==== PASSAGE TO READ ====
The three countries that experience the highest 5-year economic loss from the scenario are the United States $1.1trn, followed by China $470bn and Japan $200bn. The recovery time for individual countries or regions depends on the structure of their economy, exposure levels and resilience.
Cyber attacks continue to threaten businesses and governments, with year-on-year costs around maintenance, prevention, and response to attacks increasing. Cyber remains a risk that has the potential to affect all areas of society, as it is both a complex and connected risk impacting areas such as supply chains and geopolitics.
Cyber insurance is a growing market, estimated at just over $9bn in Gross Written Premiums last year, and forecast to hit between $13bn and $25bn by 2025. However this still represents a small portion of the potential economic losses that businesses and society face.
“We are committed to building resilience around systemic risk and the risk scenario released today highlights the important role of insurance in supporting and protecting customers against the potential threat cyber poses to businesses and society.
“The global interconnectedness of cyber means it is too substantial a risk for one sector to face alone and therefore we must continue to share knowledge, expertise and innovative ideas across government, industry and the insurance market to ensure we build society’s resilience against the potential scale of this risk.”
====
INSTRUCTIONS TO FOLLOW:
Write out the text on cyber risk and insurance word for word. The material after this is separate from the text on cyber risk.
==== SOURCE DATA ====
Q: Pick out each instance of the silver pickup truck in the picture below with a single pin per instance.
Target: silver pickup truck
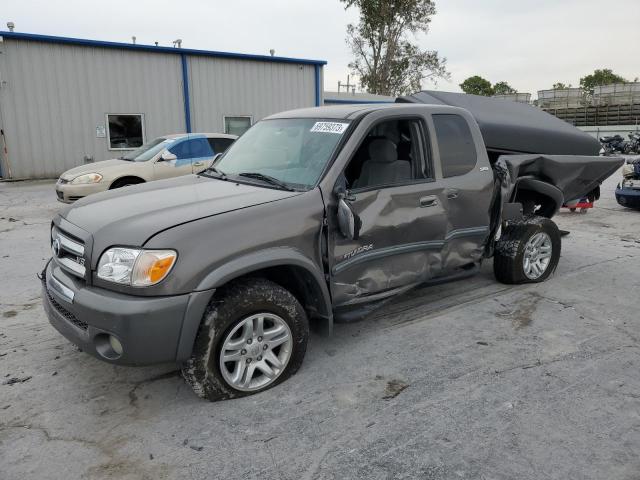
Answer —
====
ANSWER TO THIS EXERCISE:
The three countries that experience the highest 5-year economic loss from the scenario are the United States $1.1trn, followed by China $470bn and Japan $200bn. The recovery time for individual countries or regions depends on the structure of their economy, exposure levels and resilience.
Cyber attacks continue to threaten businesses and governments, with year-on-year costs around maintenance, prevention, and response to attacks increasing. Cyber remains a risk that has the potential to affect all areas of society, as it is both a complex and connected risk impacting areas such as supply chains and geopolitics.
Cyber insurance is a growing market, estimated at just over $9bn in Gross Written Premiums last year, and forecast to hit between $13bn and $25bn by 2025. However this still represents a small portion of the potential economic losses that businesses and society face.
“We are committed to building resilience around systemic risk and the risk scenario released today highlights the important role of insurance in supporting and protecting customers against the potential threat cyber poses to businesses and society.
“The global interconnectedness of cyber means it is too substantial a risk for one sector to face alone and therefore we must continue to share knowledge, expertise and innovative ideas across government, industry and the insurance market to ensure we build society’s resilience against the potential scale of this risk.”